___ Extracted records ___

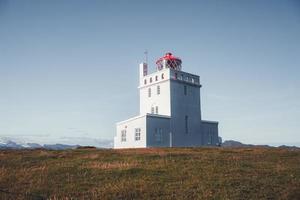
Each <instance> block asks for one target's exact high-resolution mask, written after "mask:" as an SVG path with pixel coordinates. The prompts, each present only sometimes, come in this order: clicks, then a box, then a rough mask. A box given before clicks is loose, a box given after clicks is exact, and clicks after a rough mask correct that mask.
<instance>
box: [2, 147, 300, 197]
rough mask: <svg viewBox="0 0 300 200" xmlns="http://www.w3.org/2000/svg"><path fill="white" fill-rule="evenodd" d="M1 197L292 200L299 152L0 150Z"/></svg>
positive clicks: (96, 150) (272, 150)
mask: <svg viewBox="0 0 300 200" xmlns="http://www.w3.org/2000/svg"><path fill="white" fill-rule="evenodd" d="M2 199H53V200H56V199H66V200H67V199H300V151H299V150H296V149H293V150H290V149H280V148H172V149H170V148H150V149H126V150H97V149H91V148H89V149H77V150H65V151H50V150H49V151H48V150H42V149H39V150H2V151H0V200H2Z"/></svg>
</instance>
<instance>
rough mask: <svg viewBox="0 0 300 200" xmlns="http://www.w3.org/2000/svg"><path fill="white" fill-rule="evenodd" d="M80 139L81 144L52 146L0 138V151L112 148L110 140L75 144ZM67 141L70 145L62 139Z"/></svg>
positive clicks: (83, 138) (5, 138) (87, 142)
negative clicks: (79, 147)
mask: <svg viewBox="0 0 300 200" xmlns="http://www.w3.org/2000/svg"><path fill="white" fill-rule="evenodd" d="M80 139H81V141H82V144H76V143H75V144H74V145H73V144H64V143H54V144H39V143H35V142H26V141H24V139H23V140H20V139H15V138H8V137H0V149H37V148H45V149H50V150H64V149H76V148H78V147H82V146H86V143H91V144H93V145H90V146H96V147H98V148H110V147H111V146H112V141H110V140H98V139H92V138H87V139H86V141H84V139H85V138H75V139H74V141H75V142H78V141H79V142H80ZM62 141H63V142H64V141H67V142H68V143H70V141H68V140H65V139H63V140H62Z"/></svg>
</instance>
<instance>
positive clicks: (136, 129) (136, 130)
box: [135, 128, 141, 141]
mask: <svg viewBox="0 0 300 200" xmlns="http://www.w3.org/2000/svg"><path fill="white" fill-rule="evenodd" d="M139 140H141V129H140V128H136V129H135V141H139Z"/></svg>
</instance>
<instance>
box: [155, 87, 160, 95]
mask: <svg viewBox="0 0 300 200" xmlns="http://www.w3.org/2000/svg"><path fill="white" fill-rule="evenodd" d="M156 89H157V94H160V86H159V85H158V86H157V88H156Z"/></svg>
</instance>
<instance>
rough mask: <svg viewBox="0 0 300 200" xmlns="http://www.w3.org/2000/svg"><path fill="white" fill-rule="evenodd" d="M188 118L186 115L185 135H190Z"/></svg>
mask: <svg viewBox="0 0 300 200" xmlns="http://www.w3.org/2000/svg"><path fill="white" fill-rule="evenodd" d="M188 119H189V118H188V116H187V115H186V116H185V118H184V122H185V133H186V134H188V133H189V127H188Z"/></svg>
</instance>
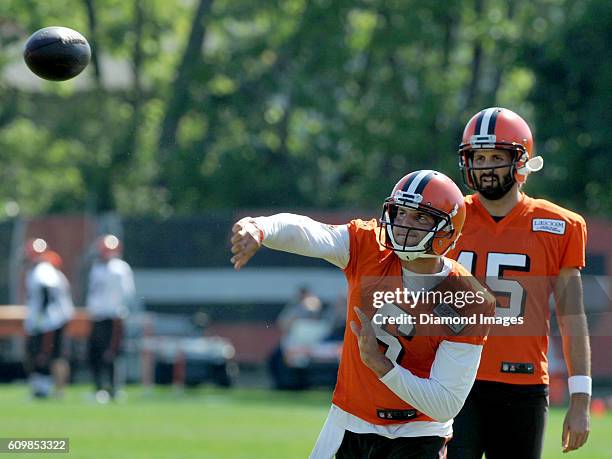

___

> _Your goal_: Transcribe the entries above word for word, but leave every picture out of your copy.

> _Reply to the task_:
Each <instance> block asks for one target's exact high-resolution mask, written after "mask:" as an SVG path with pixel coordinates. The prompts, each present only sometimes, come in this order: clicks, then a box, then a rough mask. A box given before clicks is loose, a box given after clicks is exact, and clicks after a rough mask correct that mask.
<instance>
box: [2, 147, 300, 197]
rough mask: <svg viewBox="0 0 300 200" xmlns="http://www.w3.org/2000/svg"><path fill="white" fill-rule="evenodd" d="M1 197L292 200L299 152L0 150Z"/></svg>
positive clicks: (96, 150) (272, 150)
mask: <svg viewBox="0 0 300 200" xmlns="http://www.w3.org/2000/svg"><path fill="white" fill-rule="evenodd" d="M2 199H53V200H56V199H66V200H67V199H300V151H299V150H296V149H293V150H290V149H280V148H172V149H170V148H150V149H126V150H97V149H91V148H89V149H77V150H65V151H50V150H49V151H48V150H42V149H39V150H2V151H0V200H2Z"/></svg>
</instance>
<instance>
rough mask: <svg viewBox="0 0 300 200" xmlns="http://www.w3.org/2000/svg"><path fill="white" fill-rule="evenodd" d="M80 139L81 144L52 146L0 138V151L112 148L110 140L75 144ZM67 141L70 145L62 139Z"/></svg>
positive clicks: (83, 138) (5, 138) (87, 142)
negative clicks: (79, 147)
mask: <svg viewBox="0 0 300 200" xmlns="http://www.w3.org/2000/svg"><path fill="white" fill-rule="evenodd" d="M80 139H81V141H82V144H76V143H75V144H74V145H73V144H64V143H54V144H39V143H35V142H26V141H24V139H23V140H20V139H15V138H8V137H0V149H37V148H45V149H50V150H64V149H76V148H78V147H82V146H86V143H91V144H93V145H90V146H96V147H98V148H110V147H111V146H112V141H110V140H98V139H92V138H87V139H86V141H84V139H85V138H75V139H74V141H75V142H78V141H79V142H80ZM62 141H63V142H64V141H67V142H68V143H70V141H68V140H65V139H63V140H62Z"/></svg>
</instance>
<instance>
positive clicks: (136, 129) (136, 130)
box: [135, 128, 141, 141]
mask: <svg viewBox="0 0 300 200" xmlns="http://www.w3.org/2000/svg"><path fill="white" fill-rule="evenodd" d="M139 140H141V129H140V128H136V129H135V141H139Z"/></svg>
</instance>
<instance>
box: [155, 87, 160, 95]
mask: <svg viewBox="0 0 300 200" xmlns="http://www.w3.org/2000/svg"><path fill="white" fill-rule="evenodd" d="M156 89H157V94H160V86H159V85H158V86H157V88H156Z"/></svg>
</instance>
<instance>
rough mask: <svg viewBox="0 0 300 200" xmlns="http://www.w3.org/2000/svg"><path fill="white" fill-rule="evenodd" d="M188 118L186 115L185 135H190Z"/></svg>
mask: <svg viewBox="0 0 300 200" xmlns="http://www.w3.org/2000/svg"><path fill="white" fill-rule="evenodd" d="M188 119H189V118H188V116H187V115H186V116H185V118H184V122H185V133H186V134H188V133H189V127H188Z"/></svg>
</instance>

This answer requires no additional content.